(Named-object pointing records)
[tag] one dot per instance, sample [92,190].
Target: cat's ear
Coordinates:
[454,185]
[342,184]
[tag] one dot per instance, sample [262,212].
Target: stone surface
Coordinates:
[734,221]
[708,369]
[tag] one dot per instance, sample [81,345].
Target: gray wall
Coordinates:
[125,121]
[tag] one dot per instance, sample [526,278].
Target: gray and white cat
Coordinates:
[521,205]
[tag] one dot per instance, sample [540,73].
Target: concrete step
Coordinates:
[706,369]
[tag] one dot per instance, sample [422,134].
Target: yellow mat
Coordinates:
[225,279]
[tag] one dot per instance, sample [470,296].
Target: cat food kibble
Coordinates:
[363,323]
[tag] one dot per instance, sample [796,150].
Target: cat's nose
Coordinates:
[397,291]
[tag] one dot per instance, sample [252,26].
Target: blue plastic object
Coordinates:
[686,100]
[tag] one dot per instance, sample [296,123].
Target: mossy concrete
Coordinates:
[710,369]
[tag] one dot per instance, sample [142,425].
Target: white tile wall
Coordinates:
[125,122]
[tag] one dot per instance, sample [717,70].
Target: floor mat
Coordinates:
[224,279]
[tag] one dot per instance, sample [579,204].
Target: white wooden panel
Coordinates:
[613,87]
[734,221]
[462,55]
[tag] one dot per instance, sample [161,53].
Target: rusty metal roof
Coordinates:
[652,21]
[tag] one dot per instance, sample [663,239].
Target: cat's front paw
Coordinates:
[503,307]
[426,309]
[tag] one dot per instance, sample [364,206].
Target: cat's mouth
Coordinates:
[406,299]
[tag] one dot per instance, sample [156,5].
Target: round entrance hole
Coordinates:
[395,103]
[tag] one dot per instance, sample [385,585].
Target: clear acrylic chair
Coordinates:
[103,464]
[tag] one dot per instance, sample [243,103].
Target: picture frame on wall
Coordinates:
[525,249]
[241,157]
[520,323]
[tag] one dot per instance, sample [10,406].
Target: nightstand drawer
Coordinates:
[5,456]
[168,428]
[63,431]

What is needed:
Copy the records from the line with "[tag] one dot per instance, sample [10,406]." through the last line, substituting "dresser drawer" for "nightstand drawer" and changing nothing else.

Exercise response:
[tag] one dot per instance, sample [10,406].
Target: dresser drawer
Coordinates:
[5,456]
[168,428]
[63,431]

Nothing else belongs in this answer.